:: INFORMATION SUPPLIED
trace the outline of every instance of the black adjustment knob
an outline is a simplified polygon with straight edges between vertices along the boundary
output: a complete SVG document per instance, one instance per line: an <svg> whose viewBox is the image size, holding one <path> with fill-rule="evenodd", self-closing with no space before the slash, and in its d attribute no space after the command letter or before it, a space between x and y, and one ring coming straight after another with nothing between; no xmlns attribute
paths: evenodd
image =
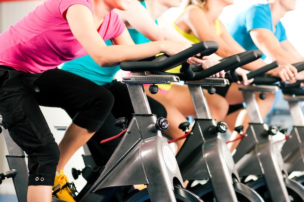
<svg viewBox="0 0 304 202"><path fill-rule="evenodd" d="M259 96L260 97L260 99L261 99L261 100L265 100L265 98L266 98L266 94L265 93L261 93Z"/></svg>
<svg viewBox="0 0 304 202"><path fill-rule="evenodd" d="M178 126L178 128L182 129L183 131L188 132L189 131L189 126L190 123L187 122L183 122Z"/></svg>
<svg viewBox="0 0 304 202"><path fill-rule="evenodd" d="M237 132L238 134L242 134L244 133L244 126L242 125L239 125L238 126L236 126L234 130Z"/></svg>
<svg viewBox="0 0 304 202"><path fill-rule="evenodd" d="M151 94L156 94L158 92L158 86L155 84L151 85L149 87L149 91Z"/></svg>
<svg viewBox="0 0 304 202"><path fill-rule="evenodd" d="M2 184L2 181L5 179L4 173L0 173L0 185Z"/></svg>
<svg viewBox="0 0 304 202"><path fill-rule="evenodd" d="M270 125L269 127L269 129L268 130L269 131L269 134L271 135L276 135L278 131L279 131L279 128L275 125Z"/></svg>
<svg viewBox="0 0 304 202"><path fill-rule="evenodd" d="M210 94L213 94L215 93L217 90L213 86L210 86L208 88L208 93Z"/></svg>
<svg viewBox="0 0 304 202"><path fill-rule="evenodd" d="M264 136L267 136L269 135L274 135L278 133L278 131L279 129L277 126L275 125L270 125L269 126L269 128L268 130L266 130L262 133L262 135Z"/></svg>
<svg viewBox="0 0 304 202"><path fill-rule="evenodd" d="M169 122L165 117L159 117L156 121L155 128L162 131L166 131L169 128Z"/></svg>
<svg viewBox="0 0 304 202"><path fill-rule="evenodd" d="M217 125L213 126L209 129L209 132L211 134L215 134L218 132L225 133L228 130L228 125L223 121L218 122Z"/></svg>
<svg viewBox="0 0 304 202"><path fill-rule="evenodd" d="M121 131L123 131L128 127L127 125L128 119L125 117L118 118L114 122L114 125L118 128Z"/></svg>
<svg viewBox="0 0 304 202"><path fill-rule="evenodd" d="M75 168L72 168L72 176L75 180L78 179L78 176L81 174L81 171Z"/></svg>

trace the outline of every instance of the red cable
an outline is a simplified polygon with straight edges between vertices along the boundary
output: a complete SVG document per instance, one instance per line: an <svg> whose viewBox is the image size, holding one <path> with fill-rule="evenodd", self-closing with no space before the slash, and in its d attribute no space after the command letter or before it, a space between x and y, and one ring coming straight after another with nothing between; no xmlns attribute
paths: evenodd
<svg viewBox="0 0 304 202"><path fill-rule="evenodd" d="M121 136L123 134L124 134L126 130L127 130L127 129L126 128L124 130L123 130L122 131L121 131L121 132L120 132L118 135L116 135L115 136L111 137L111 138L107 138L107 139L106 139L105 140L103 140L101 141L100 143L102 144L103 143L109 141L111 141L111 140L113 140L115 139L116 138L119 138L120 136Z"/></svg>
<svg viewBox="0 0 304 202"><path fill-rule="evenodd" d="M175 142L176 141L178 141L178 140L180 140L183 139L184 138L186 138L189 135L190 135L190 132L189 131L187 133L185 134L184 135L183 135L182 137L179 137L178 138L176 138L175 139L173 139L173 140L170 140L168 141L168 143L172 143L172 142Z"/></svg>
<svg viewBox="0 0 304 202"><path fill-rule="evenodd" d="M289 138L289 135L286 135L286 136L285 136L285 138L284 138L284 139L281 140L278 140L278 141L276 141L274 142L274 143L275 144L276 143L280 142L280 141L282 141L285 140L287 140L287 139L288 139Z"/></svg>
<svg viewBox="0 0 304 202"><path fill-rule="evenodd" d="M226 142L226 144L228 144L228 143L230 143L232 142L233 141L236 141L237 140L240 140L242 138L244 138L244 136L245 136L245 134L242 134L239 136L239 137L237 138L236 138L234 140L229 140L229 141L227 141Z"/></svg>

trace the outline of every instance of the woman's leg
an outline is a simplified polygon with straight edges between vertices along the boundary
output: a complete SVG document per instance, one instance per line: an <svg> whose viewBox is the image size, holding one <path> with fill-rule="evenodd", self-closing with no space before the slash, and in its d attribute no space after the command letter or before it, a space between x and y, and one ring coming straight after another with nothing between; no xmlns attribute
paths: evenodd
<svg viewBox="0 0 304 202"><path fill-rule="evenodd" d="M61 107L70 115L76 114L59 145L59 171L100 128L110 113L114 98L104 88L58 69L44 73L34 84L40 90L36 94L40 105Z"/></svg>
<svg viewBox="0 0 304 202"><path fill-rule="evenodd" d="M233 83L232 85L233 85L233 86L232 85L232 87L229 88L226 96L227 101L232 104L243 102L244 101L243 95L242 93L238 90L237 84ZM264 119L272 109L275 99L275 94L266 93L266 98L261 99L259 96L260 93L259 92L255 93L255 99L261 113L261 116ZM235 120L233 125L232 124L233 122L231 122L233 120ZM246 132L248 128L249 123L251 122L253 123L255 121L255 120L251 120L250 119L247 110L246 109L236 111L227 115L225 120L230 120L229 124L231 125L228 125L228 127L234 128L236 126L242 125L244 127L243 130L245 132ZM239 134L237 132L233 131L231 134L230 140L235 140L239 136ZM228 143L228 146L231 152L236 148L240 141L240 140L237 140Z"/></svg>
::::
Rewrite the listing above as a two-column CSV with the header instruction,output, one row for each instruction, putting its text and its answer each in a single double-quoted field with line breaks replaced by spaces. Leave the pictures out.

* TASK OUTPUT *
instruction,output
"trace the outline of every instance of the black adjustment knob an outline is a simplified polygon with straight edges between vertices along the boundary output: a complete SVG document per instance, one instance per line: an <svg> whose viewBox is the image size, holding one <path> with fill-rule=""evenodd"", self-closing with no space before the slash, and in its d attribute no space after the command letter or before it, a space between x and y, and one ring coming straight after another with nothing between; no xmlns attribute paths: evenodd image =","<svg viewBox=""0 0 304 202""><path fill-rule=""evenodd"" d=""M259 96L260 97L260 99L261 99L261 100L265 100L265 98L266 98L266 94L265 93L261 93Z""/></svg> <svg viewBox=""0 0 304 202""><path fill-rule=""evenodd"" d=""M178 126L178 128L182 129L183 131L188 132L189 131L189 126L190 123L187 122L183 122Z""/></svg> <svg viewBox=""0 0 304 202""><path fill-rule=""evenodd"" d=""M237 132L238 134L242 134L244 133L244 126L242 125L239 125L238 126L236 126L234 130Z""/></svg> <svg viewBox=""0 0 304 202""><path fill-rule=""evenodd"" d=""M151 94L156 94L158 92L158 86L155 84L151 85L149 87L149 91Z""/></svg> <svg viewBox=""0 0 304 202""><path fill-rule=""evenodd"" d=""M2 184L2 181L5 179L4 173L0 173L0 185Z""/></svg> <svg viewBox=""0 0 304 202""><path fill-rule=""evenodd"" d=""M270 125L269 127L269 129L268 130L269 131L269 134L271 135L276 135L278 131L279 131L279 128L275 125Z""/></svg> <svg viewBox=""0 0 304 202""><path fill-rule=""evenodd"" d=""M210 94L213 94L215 93L217 90L213 86L210 86L208 88L208 93Z""/></svg> <svg viewBox=""0 0 304 202""><path fill-rule=""evenodd"" d=""M264 136L267 136L269 135L274 135L278 133L278 131L279 129L277 126L275 125L270 125L269 126L269 128L268 130L266 130L262 133L262 135Z""/></svg> <svg viewBox=""0 0 304 202""><path fill-rule=""evenodd"" d=""M169 122L165 117L159 117L156 121L155 128L162 131L166 131L169 128Z""/></svg> <svg viewBox=""0 0 304 202""><path fill-rule=""evenodd"" d=""M217 125L213 126L209 129L209 132L211 134L215 134L218 132L225 133L228 130L228 125L223 121L218 122Z""/></svg> <svg viewBox=""0 0 304 202""><path fill-rule=""evenodd"" d=""M121 131L123 131L128 127L127 125L128 119L125 117L118 118L114 122L114 125L118 128Z""/></svg> <svg viewBox=""0 0 304 202""><path fill-rule=""evenodd"" d=""M75 168L72 168L72 176L75 180L78 179L78 176L81 174L81 171Z""/></svg>"
"trace the outline of every instance of the red cable an outline is a simplified polygon with straight edges between vertices along the boundary output: a complete SVG document per instance, one instance per line: an <svg> whose viewBox is the image size, holding one <path> with fill-rule=""evenodd"", self-closing with no space before the slash, and in its d attribute no space after the command letter or before it, a space between x and y, and one ring coming straight after another with nothing between; no xmlns attribute paths: evenodd","<svg viewBox=""0 0 304 202""><path fill-rule=""evenodd"" d=""M121 136L123 134L124 134L126 130L127 130L127 129L126 128L124 130L123 130L122 131L121 131L121 132L120 132L118 135L116 135L115 136L111 137L111 138L107 138L107 139L106 139L105 140L103 140L101 141L100 143L102 144L103 143L109 141L111 141L111 140L113 140L115 139L116 138L119 138L120 136Z""/></svg> <svg viewBox=""0 0 304 202""><path fill-rule=""evenodd"" d=""M175 142L176 141L178 141L178 140L180 140L183 139L184 138L186 138L189 135L190 135L190 132L189 131L187 133L185 134L184 135L183 135L182 137L179 137L178 138L176 138L175 139L173 139L173 140L170 140L168 141L168 143L172 143L172 142Z""/></svg> <svg viewBox=""0 0 304 202""><path fill-rule=""evenodd"" d=""M289 138L289 135L286 135L286 136L285 136L285 138L284 138L284 139L281 140L278 140L278 141L276 141L274 142L274 143L275 144L276 143L280 142L280 141L282 141L285 140L287 140L287 139L288 139Z""/></svg> <svg viewBox=""0 0 304 202""><path fill-rule=""evenodd"" d=""M226 142L226 144L228 144L228 143L230 143L232 142L233 141L236 141L237 140L240 140L242 138L244 138L244 136L245 136L245 134L242 134L239 136L239 137L237 138L236 138L234 140L229 140L229 141L227 141Z""/></svg>"
"trace the outline of every instance of the woman's leg an outline is a simplified polygon with straight edges between vertices along the boundary output: a complete SVG document per instance, one instance per line: an <svg> whose viewBox is the image size, holding one <path> with fill-rule=""evenodd"", self-closing with no space before the slash, and in its d attribute no space after the command letter or before it, a space between x and y, and one ring coming straight after another with nothing between; no xmlns attribute paths: evenodd","<svg viewBox=""0 0 304 202""><path fill-rule=""evenodd"" d=""M61 107L70 115L76 114L59 145L59 171L100 128L110 113L114 98L104 88L58 69L44 73L34 84L40 90L36 94L40 105Z""/></svg> <svg viewBox=""0 0 304 202""><path fill-rule=""evenodd"" d=""M233 83L232 85L233 85L233 86L232 85L232 87L229 88L226 96L227 101L232 104L243 102L244 101L243 95L242 93L238 90L237 84ZM264 119L272 109L275 99L275 94L266 93L266 98L261 99L259 96L260 93L259 92L255 93L255 99L261 113L261 116ZM235 120L233 125L232 124L233 122L231 122L233 120ZM246 132L248 128L249 123L251 122L253 123L255 121L255 120L251 120L250 119L247 110L246 109L236 111L227 115L225 120L230 120L229 124L231 125L228 125L228 127L234 128L236 126L242 125L244 127L243 130L245 132ZM239 134L237 132L233 131L231 134L230 140L235 140L239 136ZM228 143L228 146L231 152L236 148L240 141L240 140L237 140Z""/></svg>"